___ Data in this exercise ___

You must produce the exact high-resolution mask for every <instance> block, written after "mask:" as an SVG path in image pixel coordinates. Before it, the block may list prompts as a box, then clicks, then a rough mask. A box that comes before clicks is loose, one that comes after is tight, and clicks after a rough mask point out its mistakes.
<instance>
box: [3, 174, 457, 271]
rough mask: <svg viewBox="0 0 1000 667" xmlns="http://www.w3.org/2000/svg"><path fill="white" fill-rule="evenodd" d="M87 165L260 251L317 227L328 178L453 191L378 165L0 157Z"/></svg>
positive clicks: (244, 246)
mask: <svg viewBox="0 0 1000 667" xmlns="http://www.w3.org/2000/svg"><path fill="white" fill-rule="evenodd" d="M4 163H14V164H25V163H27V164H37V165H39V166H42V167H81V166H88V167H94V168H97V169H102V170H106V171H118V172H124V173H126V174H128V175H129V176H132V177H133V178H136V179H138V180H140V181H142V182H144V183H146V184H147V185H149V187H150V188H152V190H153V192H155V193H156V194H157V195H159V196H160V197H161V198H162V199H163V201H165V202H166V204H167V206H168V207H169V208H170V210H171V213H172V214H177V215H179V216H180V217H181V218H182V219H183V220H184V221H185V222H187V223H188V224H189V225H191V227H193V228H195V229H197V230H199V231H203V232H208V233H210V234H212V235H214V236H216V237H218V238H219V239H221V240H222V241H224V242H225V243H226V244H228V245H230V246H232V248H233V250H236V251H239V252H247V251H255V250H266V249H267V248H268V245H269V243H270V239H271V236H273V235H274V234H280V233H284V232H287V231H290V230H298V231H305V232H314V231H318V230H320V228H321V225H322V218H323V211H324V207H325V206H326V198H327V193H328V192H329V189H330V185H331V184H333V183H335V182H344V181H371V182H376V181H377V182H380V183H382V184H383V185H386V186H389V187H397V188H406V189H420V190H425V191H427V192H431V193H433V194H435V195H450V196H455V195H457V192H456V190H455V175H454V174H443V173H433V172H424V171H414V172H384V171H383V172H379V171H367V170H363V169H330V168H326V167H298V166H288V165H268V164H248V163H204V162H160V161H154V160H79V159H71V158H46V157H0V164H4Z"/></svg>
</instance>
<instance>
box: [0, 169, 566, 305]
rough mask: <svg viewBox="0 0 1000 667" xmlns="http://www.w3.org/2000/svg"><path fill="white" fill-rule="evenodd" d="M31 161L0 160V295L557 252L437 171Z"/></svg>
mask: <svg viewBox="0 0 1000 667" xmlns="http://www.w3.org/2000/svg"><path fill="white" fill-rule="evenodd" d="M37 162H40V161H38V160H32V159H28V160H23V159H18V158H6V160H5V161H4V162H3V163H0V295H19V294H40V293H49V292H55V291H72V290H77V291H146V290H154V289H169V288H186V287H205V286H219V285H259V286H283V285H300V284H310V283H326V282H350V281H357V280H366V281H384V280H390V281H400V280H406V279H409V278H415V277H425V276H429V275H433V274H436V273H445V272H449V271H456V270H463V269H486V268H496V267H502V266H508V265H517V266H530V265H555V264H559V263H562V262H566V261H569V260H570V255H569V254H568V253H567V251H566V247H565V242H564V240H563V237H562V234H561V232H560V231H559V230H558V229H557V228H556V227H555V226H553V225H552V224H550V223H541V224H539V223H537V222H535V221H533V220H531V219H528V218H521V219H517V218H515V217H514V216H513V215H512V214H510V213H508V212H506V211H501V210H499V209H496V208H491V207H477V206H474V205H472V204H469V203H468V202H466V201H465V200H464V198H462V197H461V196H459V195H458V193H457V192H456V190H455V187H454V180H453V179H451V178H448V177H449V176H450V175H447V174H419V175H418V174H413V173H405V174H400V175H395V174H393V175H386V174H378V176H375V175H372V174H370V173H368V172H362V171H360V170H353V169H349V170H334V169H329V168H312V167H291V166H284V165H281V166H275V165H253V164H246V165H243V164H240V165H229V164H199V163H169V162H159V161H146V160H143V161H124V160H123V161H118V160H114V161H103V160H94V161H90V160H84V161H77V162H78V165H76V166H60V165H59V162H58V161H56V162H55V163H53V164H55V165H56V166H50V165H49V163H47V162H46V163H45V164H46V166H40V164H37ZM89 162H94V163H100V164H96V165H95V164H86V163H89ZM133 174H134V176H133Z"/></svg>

___

▸ Task description: Above are the lines; repeat exactly the ones from the line containing "positive clicks: (244, 246)" down to the line containing "box: [0, 169, 566, 305]", both inclusive.

▸ Answer to the problem:
positive clicks: (244, 246)
mask: <svg viewBox="0 0 1000 667" xmlns="http://www.w3.org/2000/svg"><path fill="white" fill-rule="evenodd" d="M4 163H14V164H25V163H27V164H37V165H39V166H42V167H81V166H88V167H94V168H97V169H102V170H106V171H118V172H124V173H126V174H128V175H129V176H132V177H133V178H136V179H138V180H140V181H142V182H144V183H146V184H147V185H149V187H150V188H152V190H153V192H155V193H156V194H157V195H159V196H160V197H161V198H162V199H163V201H165V202H166V204H167V206H168V207H169V208H170V210H171V213H172V214H177V215H179V216H180V217H181V218H182V219H183V220H184V221H185V222H187V223H188V224H189V225H191V227H193V228H195V229H197V230H199V231H203V232H208V233H210V234H212V235H214V236H216V237H218V238H219V239H221V240H222V241H224V242H225V243H226V244H228V245H230V246H232V248H233V250H236V251H239V252H247V251H255V250H266V249H267V248H268V245H269V243H270V239H271V236H273V235H274V234H280V233H284V232H287V231H290V230H298V231H305V232H314V231H318V230H320V228H321V225H322V218H323V211H324V207H325V206H326V198H327V193H328V192H329V189H330V185H331V184H333V183H335V182H344V181H371V182H376V181H377V182H380V183H382V184H383V185H386V186H389V187H397V188H406V189H420V190H425V191H427V192H431V193H433V194H435V195H450V196H455V195H457V192H456V190H455V175H454V174H443V173H433V172H424V171H414V172H384V171H383V172H379V171H367V170H363V169H330V168H326V167H298V166H288V165H268V164H248V163H204V162H160V161H154V160H79V159H71V158H46V157H0V164H4Z"/></svg>
</instance>
<instance>
box: [0, 169, 566, 305]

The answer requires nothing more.